__Problem to solve__
Work through the entries below and report how many lines include "leaf". The number alone is the answer.

[Referring expression grounding data]
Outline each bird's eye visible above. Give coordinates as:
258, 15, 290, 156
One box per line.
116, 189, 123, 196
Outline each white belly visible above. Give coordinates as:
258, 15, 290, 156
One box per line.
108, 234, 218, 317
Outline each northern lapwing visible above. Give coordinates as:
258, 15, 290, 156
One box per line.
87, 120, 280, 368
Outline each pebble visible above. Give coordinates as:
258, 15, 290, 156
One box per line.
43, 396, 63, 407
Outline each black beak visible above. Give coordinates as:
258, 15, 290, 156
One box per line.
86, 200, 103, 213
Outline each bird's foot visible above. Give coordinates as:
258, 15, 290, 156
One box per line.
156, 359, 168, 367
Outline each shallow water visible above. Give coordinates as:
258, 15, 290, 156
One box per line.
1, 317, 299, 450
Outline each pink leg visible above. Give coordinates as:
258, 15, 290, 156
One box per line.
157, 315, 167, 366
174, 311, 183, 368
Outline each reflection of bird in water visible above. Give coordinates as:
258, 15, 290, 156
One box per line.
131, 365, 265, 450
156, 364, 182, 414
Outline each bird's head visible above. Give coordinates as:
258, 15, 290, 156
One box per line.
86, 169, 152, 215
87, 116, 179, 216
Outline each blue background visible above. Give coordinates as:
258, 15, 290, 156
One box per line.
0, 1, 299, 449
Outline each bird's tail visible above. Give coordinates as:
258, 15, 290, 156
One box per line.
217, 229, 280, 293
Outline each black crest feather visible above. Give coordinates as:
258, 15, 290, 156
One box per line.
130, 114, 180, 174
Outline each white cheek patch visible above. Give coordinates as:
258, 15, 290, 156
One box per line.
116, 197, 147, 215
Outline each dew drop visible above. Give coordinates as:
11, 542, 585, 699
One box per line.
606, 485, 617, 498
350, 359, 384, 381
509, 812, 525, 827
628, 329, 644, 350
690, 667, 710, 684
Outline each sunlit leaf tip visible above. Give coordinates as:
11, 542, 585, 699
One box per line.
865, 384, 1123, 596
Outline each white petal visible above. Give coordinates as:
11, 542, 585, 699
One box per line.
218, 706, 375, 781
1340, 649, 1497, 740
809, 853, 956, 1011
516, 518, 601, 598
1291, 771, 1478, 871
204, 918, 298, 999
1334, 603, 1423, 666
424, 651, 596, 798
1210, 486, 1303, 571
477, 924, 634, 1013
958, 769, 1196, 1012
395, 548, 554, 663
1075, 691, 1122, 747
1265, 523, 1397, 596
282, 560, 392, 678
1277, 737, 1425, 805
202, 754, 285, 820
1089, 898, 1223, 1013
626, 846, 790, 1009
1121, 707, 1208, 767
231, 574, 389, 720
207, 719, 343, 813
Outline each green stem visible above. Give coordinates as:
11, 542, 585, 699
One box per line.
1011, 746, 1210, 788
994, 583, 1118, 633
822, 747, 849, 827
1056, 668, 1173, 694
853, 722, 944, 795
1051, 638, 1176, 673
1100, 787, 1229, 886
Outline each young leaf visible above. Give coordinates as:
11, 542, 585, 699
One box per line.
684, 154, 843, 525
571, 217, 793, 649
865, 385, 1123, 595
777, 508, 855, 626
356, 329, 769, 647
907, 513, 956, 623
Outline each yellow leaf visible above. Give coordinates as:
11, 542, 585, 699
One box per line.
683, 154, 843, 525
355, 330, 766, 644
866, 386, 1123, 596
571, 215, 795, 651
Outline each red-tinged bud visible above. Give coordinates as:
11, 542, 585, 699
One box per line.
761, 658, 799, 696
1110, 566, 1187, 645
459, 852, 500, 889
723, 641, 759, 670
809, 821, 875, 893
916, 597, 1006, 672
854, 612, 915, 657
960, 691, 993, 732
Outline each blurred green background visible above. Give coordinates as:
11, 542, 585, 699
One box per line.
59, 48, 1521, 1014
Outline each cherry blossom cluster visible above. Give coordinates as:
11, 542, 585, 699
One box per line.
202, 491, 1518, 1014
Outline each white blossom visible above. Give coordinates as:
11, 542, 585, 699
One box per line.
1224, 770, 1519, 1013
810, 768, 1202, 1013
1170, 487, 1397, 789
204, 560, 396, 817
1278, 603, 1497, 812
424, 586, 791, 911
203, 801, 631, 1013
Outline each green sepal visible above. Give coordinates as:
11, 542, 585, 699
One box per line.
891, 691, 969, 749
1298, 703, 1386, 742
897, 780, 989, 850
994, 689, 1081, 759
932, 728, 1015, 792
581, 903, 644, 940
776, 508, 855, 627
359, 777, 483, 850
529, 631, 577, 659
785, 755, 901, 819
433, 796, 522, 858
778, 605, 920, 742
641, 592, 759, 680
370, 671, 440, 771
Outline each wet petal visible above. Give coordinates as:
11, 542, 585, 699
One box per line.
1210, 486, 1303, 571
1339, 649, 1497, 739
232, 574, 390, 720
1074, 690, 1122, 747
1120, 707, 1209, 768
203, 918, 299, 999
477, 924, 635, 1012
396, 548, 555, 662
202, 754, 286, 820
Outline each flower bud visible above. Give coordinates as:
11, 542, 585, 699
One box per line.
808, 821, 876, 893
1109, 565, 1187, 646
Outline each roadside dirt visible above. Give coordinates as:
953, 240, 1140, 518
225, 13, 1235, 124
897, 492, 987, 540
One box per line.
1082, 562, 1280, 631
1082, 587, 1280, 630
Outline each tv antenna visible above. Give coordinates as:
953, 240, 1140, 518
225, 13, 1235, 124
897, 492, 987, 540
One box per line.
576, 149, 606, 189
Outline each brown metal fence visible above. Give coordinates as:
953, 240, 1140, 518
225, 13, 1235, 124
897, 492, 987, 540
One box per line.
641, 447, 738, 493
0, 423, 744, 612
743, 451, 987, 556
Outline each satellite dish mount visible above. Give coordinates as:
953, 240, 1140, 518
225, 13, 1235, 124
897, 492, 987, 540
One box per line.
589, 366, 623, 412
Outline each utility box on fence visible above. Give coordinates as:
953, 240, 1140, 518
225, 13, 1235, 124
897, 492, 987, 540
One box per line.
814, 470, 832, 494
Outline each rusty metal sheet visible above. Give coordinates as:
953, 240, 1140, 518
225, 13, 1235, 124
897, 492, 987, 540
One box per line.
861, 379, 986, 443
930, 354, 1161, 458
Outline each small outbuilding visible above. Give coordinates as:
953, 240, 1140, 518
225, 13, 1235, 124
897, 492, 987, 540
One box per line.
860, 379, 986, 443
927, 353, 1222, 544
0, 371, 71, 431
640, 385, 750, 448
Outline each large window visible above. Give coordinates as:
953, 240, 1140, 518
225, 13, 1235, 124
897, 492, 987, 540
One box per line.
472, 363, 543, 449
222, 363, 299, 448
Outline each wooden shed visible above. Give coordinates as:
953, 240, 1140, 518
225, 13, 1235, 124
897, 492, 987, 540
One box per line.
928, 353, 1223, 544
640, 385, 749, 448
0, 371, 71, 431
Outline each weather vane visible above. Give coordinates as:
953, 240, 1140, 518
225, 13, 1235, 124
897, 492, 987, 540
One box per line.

__Solution to the problem__
3